Summary
In Ventre v. Pacific Indem. Co., 391 So.2d 95 (La.App. 3 Cir.1980), the appellant filed a motion to remand her appeal in order to correct the record.
Summary of this case from In re B. R. C.Opinion
No. 7966.
November 19, 1980.
APPEAL FROM 27TH JUDICIAL DISTRICT COURT, PARISH OF ST. LANDRY, STATE OF LOUISIANA, HONORABLE JOSEPH A. LaHAYE, J.
Lewis Lewis, James C. Lopez, Opelousas, for plaintiff-appellant.
Onebane, Donohoe, Bernard, Torian, Diaz, McNamara Abell, Robert L. Cabes, Lafayette, for appellant.
Bell, Faller West David S. Bell, Baton Rouge, for defendant-appellee.
Before GUIDRY, SWIFT and STOKER, JJ.
MOTION TO REMAND
The plaintiff-appellant, Emile K. Ventre, moves to remand the above captioned case to the Twenty-Seventh Judicial District Court, Parish of St. Landry, for the purpose of correcting the record. The motion is unopposed.

- DATASET CONTENT -
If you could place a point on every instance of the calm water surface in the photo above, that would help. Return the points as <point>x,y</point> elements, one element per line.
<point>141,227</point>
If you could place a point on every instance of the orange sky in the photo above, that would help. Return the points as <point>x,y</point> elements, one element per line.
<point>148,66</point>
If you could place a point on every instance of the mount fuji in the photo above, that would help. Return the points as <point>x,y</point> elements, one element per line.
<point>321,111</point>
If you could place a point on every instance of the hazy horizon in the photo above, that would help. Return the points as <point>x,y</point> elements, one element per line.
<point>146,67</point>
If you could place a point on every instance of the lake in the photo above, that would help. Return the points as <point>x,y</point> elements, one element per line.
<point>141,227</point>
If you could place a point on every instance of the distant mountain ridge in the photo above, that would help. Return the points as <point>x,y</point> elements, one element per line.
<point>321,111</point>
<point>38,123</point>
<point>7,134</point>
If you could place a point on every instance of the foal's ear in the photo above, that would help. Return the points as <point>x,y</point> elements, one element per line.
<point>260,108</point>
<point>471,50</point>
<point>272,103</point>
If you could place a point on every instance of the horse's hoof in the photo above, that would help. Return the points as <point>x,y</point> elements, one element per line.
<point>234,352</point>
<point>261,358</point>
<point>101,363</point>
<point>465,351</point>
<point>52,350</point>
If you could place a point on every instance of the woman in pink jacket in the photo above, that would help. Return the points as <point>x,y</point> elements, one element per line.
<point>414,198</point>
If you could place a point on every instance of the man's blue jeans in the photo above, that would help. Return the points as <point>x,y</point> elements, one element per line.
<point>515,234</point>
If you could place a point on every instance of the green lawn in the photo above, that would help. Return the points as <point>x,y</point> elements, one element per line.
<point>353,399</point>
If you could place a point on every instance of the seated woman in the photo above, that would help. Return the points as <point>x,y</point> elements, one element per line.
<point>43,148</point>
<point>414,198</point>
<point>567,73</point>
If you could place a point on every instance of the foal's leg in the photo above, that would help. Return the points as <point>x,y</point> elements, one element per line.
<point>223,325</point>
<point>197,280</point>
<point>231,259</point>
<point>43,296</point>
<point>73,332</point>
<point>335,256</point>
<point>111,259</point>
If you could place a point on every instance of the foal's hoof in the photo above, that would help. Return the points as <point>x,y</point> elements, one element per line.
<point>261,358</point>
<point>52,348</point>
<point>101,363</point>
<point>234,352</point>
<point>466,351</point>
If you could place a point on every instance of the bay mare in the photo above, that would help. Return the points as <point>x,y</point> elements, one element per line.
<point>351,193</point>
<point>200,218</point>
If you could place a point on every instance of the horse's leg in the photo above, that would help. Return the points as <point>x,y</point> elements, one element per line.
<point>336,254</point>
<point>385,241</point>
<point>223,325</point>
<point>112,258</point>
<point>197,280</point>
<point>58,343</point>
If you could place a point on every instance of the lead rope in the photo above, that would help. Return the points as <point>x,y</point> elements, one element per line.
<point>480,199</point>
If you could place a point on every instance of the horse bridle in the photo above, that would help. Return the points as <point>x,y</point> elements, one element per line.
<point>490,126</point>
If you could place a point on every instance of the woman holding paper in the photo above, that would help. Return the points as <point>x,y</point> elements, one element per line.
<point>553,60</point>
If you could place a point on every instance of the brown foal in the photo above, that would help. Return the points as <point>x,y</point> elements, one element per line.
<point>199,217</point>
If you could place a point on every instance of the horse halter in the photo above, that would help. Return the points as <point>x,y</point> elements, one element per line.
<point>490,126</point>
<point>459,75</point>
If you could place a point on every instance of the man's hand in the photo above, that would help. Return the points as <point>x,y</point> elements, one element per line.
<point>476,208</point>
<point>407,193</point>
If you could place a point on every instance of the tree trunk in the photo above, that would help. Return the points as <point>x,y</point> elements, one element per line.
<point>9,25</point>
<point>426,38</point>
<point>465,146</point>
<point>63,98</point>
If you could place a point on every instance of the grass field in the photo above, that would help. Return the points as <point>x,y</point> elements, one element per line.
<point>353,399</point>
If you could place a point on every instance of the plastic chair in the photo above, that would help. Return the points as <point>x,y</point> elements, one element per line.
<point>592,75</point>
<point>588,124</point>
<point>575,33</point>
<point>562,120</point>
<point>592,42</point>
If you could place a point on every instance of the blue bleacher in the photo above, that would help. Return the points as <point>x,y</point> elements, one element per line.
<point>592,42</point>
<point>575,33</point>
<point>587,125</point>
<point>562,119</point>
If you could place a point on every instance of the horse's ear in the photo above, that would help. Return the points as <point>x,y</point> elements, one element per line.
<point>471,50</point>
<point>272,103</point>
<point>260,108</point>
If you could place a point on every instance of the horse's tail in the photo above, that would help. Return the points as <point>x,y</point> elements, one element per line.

- WRITTEN REQUEST 1 -
Rewrite the entries from their first line through the line with "<point>146,67</point>", replacing "orange sky" with "red sky" and leaving everything else unchanged.
- WRITTEN REQUEST 2 -
Resume the court opinion on the motion to remand, picking up right after its last sentence.

- EXERCISE RESULT 1 -
If you could place a point on every instance of the calm water surface in the photo above, that would help. Return the points as <point>x,y</point> elements, one element per line.
<point>141,227</point>
If you could place a point on every instance of the red sky in the photo above, that would help. Return the points as <point>x,y</point> elements, one element per line.
<point>148,66</point>
If you could place a point on every instance of the mount fuji in the photo above, that would help. Return the points as <point>x,y</point> elements, one element per line.
<point>321,111</point>
If you could place a point on every instance of the hazy horizon in the photo above, that would help. Return the points as <point>x,y</point> elements, one element per line.
<point>146,67</point>

- EXERCISE RESULT 2 -
The pertinent facts are as follows: Judgment was rendered in this matter on August 9, 1978. The case had been taken under advisement, therefore, a notice of judgment was required under LSA-C.C.P. Article 1913. The record indicates that notice of judgment was mailed by the clerk of court on August 9, 1978. The motion for this appeal was obtained June 4, 1980. Therefore, on its face, the record reveals that this appeal is untimely filed.
The plaintiff-appellant has filed this motion to remand for the purpose of determining if notice of judgment was actually sent. The appellant contends that the record is in error and no notice of judgment was ever sent as required by LSA-C.C.P. 1913. The appellant has attached to his motion to remand the affidavit of Dolores A. Couvillion, the deputy clerk of court who prepared the record in the instant matter. The affiant states that a certificate of notice of judgment was not in the record and that she prepared a back-dated notice which was filed in the record. While an appellate court cannot accept such evidence for a decision on the merits, it may be considered in determining whether or not the case should be remanded to afford the appellant an opportunity to prove that the record is in error in this respect.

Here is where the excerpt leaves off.